== Segment start ==

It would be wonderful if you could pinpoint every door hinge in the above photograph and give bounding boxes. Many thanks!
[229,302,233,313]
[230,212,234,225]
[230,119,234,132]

== Segment end ==
== Segment start ==

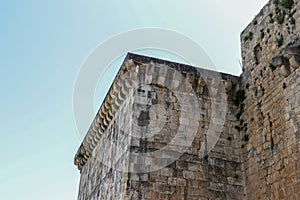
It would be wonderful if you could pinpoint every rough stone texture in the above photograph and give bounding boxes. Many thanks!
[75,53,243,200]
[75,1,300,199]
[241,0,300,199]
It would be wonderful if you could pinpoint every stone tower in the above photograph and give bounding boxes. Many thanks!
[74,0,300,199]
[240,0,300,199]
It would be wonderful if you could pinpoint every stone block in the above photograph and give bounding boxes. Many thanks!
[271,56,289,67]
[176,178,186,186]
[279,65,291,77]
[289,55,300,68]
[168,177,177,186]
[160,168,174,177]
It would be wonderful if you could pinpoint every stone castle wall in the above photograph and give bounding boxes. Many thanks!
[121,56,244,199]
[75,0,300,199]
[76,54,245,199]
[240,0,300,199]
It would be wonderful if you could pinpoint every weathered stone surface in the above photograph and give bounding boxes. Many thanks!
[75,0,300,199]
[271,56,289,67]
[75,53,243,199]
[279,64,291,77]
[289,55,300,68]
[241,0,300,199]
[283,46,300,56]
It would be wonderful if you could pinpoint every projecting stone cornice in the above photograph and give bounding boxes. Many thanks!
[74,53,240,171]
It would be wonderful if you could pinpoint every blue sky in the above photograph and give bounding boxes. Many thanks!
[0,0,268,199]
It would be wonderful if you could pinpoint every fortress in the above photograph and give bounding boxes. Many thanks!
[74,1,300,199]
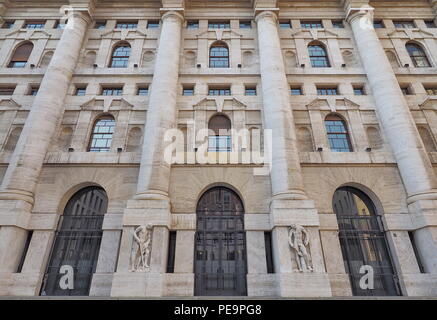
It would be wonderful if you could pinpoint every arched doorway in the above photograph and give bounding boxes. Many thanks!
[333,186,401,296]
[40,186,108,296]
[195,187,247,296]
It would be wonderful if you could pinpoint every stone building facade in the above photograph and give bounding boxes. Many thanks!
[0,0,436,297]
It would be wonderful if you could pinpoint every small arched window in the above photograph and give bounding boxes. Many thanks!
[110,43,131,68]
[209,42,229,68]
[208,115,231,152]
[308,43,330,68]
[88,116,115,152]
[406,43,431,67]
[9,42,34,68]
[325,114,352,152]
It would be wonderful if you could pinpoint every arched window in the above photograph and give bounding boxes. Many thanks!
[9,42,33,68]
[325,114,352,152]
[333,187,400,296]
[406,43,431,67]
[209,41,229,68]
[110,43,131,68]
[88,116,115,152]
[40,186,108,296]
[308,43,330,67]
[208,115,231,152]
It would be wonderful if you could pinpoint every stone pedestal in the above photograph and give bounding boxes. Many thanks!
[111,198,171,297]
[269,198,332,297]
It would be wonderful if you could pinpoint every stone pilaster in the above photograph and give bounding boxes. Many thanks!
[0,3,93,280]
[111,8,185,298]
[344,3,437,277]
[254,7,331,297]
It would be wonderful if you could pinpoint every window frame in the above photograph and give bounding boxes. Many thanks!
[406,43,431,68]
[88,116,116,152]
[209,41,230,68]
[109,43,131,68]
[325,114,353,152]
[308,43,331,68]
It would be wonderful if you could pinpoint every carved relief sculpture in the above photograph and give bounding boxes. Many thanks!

== Segment end ==

** TASK **
Retype only this portion of the data above: the line containing "It would be wonderful if you could pinpoint every small", the line containing "It would be wonderful if you could pinpoint every carved", and all lines between them, exactly.

** RESULT OF THIS TASK **
It would be wonderful if you could pinpoint every small arched window in the above photograph and give bounding boxes. Many thanks!
[110,43,131,68]
[209,42,229,68]
[208,115,231,152]
[308,43,330,68]
[88,116,115,152]
[406,43,431,67]
[9,42,34,68]
[325,114,352,152]
It would be wonderful if you could pinpoint every arched window in the above photograph and give bounding boxes. Many thanks!
[9,42,33,68]
[325,114,352,152]
[333,187,400,296]
[406,43,431,67]
[209,41,229,68]
[110,43,131,68]
[88,116,115,152]
[40,186,108,296]
[308,43,330,67]
[208,115,231,152]
It would be wonderful if you could pinpoint every stone pedestal in the above photograph and give bounding boxes. Many thanks!
[111,198,171,297]
[269,198,332,297]
It would be wonderful if you could pinpoint every stone pilaster in the above photograph and give bounding boxes. Many thanks!
[0,3,93,280]
[111,8,185,298]
[344,3,437,277]
[254,7,331,297]
It would be wonderful if you could pinpoint every window frame in the above photograph and give bounding boxes. Many thanks!
[406,43,431,68]
[88,116,116,152]
[209,41,230,68]
[109,43,131,68]
[325,114,353,152]
[308,43,331,68]
It would be wonderful if you could pinpoint every carved relief sculpture in the above photograph and give bounding boxes. Many thanks!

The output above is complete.